Text excerpt:
***

Letter: Why I left Kingston’s Housing and Homelessness Committee
The following is a submitted letter to the editor. The views and opinions expressed do not necessarily reflect those of The Kingstonist.
I left the City’s Housing and Homelessness Committee recently completely disheartened by the experience, and I’d like to share that experience with fellow Kingstonians. It may be time to re-think the intention, scope, and function of this Committee.
The Committee meetings I experienced were a space to comment on the City’s progress, or direction: but through a City-determined agenda, as a response to the City’s presentations. Our stagnant committee did little else, and the comments we made inspired nothing of benefit to the citizens of Kingston during my two years there. The City treated the Committee as if it were a place to dump their progress report for accountability, but not as a resource for ideas and solutions. And while this Committee has no budget allocation, and therefore no power to spend money directly, it is supposed to have an influence still on the City evolving regulations and programs as they pertain to housing and homelessness. We, as a Committee, were supposed to have influence on the City; we did not.

***

Tasks for this exercise:
(a) Repeat the passage of the housing committee letter from "I left the City’s" to "of this Committee.", word for word.
(b) Pick up the letter about Kingston's Housing and Homelessness Committee where it stops and continue writing it.

Data entries:
***

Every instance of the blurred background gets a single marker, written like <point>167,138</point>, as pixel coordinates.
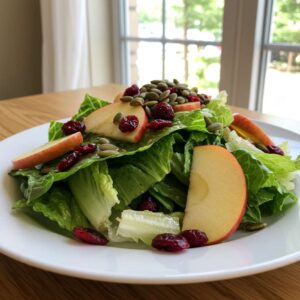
<point>249,48</point>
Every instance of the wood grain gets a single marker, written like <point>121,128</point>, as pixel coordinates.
<point>19,281</point>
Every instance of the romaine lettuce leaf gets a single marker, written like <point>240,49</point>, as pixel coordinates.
<point>59,206</point>
<point>94,192</point>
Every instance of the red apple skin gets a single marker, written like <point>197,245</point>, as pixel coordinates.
<point>229,156</point>
<point>187,106</point>
<point>247,129</point>
<point>48,151</point>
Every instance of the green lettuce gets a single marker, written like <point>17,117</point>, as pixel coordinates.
<point>93,190</point>
<point>59,206</point>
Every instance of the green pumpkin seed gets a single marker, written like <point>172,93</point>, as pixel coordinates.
<point>138,101</point>
<point>214,127</point>
<point>152,96</point>
<point>108,147</point>
<point>105,153</point>
<point>164,95</point>
<point>185,93</point>
<point>157,91</point>
<point>117,118</point>
<point>103,141</point>
<point>255,226</point>
<point>126,98</point>
<point>148,111</point>
<point>151,103</point>
<point>173,97</point>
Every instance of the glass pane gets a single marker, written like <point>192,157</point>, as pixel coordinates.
<point>145,18</point>
<point>145,61</point>
<point>282,93</point>
<point>286,22</point>
<point>197,66</point>
<point>194,19</point>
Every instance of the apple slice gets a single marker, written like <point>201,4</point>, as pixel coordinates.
<point>217,194</point>
<point>187,106</point>
<point>101,121</point>
<point>48,151</point>
<point>249,130</point>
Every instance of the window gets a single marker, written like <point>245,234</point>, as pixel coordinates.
<point>238,45</point>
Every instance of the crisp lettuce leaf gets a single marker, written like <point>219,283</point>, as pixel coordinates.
<point>170,188</point>
<point>89,105</point>
<point>94,192</point>
<point>221,113</point>
<point>55,131</point>
<point>134,175</point>
<point>59,206</point>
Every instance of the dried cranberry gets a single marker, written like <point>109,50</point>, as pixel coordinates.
<point>163,110</point>
<point>196,238</point>
<point>69,161</point>
<point>148,203</point>
<point>170,242</point>
<point>132,90</point>
<point>71,127</point>
<point>193,98</point>
<point>275,150</point>
<point>89,236</point>
<point>128,123</point>
<point>85,149</point>
<point>173,90</point>
<point>158,124</point>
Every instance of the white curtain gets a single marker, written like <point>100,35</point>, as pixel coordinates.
<point>66,55</point>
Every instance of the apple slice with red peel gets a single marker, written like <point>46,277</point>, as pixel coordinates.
<point>187,106</point>
<point>101,121</point>
<point>48,151</point>
<point>217,194</point>
<point>249,130</point>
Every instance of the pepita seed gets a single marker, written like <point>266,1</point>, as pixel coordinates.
<point>173,97</point>
<point>152,96</point>
<point>148,111</point>
<point>255,226</point>
<point>151,103</point>
<point>108,147</point>
<point>164,95</point>
<point>117,118</point>
<point>214,127</point>
<point>105,153</point>
<point>156,81</point>
<point>157,91</point>
<point>185,93</point>
<point>103,141</point>
<point>137,101</point>
<point>126,98</point>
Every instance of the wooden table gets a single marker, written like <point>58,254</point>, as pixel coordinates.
<point>19,281</point>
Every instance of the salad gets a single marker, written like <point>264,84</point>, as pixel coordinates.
<point>164,165</point>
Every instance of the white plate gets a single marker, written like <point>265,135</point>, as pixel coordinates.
<point>24,240</point>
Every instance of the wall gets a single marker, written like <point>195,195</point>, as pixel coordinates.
<point>20,48</point>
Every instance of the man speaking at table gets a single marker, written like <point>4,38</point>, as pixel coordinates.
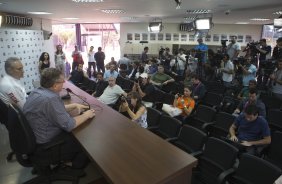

***

Solved problems:
(a)
I left the City’s Housing and Homelessness Committee recently completely disheartened by the experience, and I’d like to share that experience with fellow Kingstonians. It may be time to re-think the intention, scope, and function of this Committee.

(b)
When offering concrete action items myself, I felt placated to, and completely unheard in any meaningful way on issues I happen to have a unique understanding of. I pointed to holes in my experience with City social and housing programs, mentioning that social workers failed to bring existing programs to my attention that could have alleviated my housing situation (this occurred a few years prior to my involvement with the Committee), and instead of ‘thanks we’ll look into how that could have happened,’ I was met with shrug shoulders by City employees, in a meeting that is supposed to be about optimizing programs.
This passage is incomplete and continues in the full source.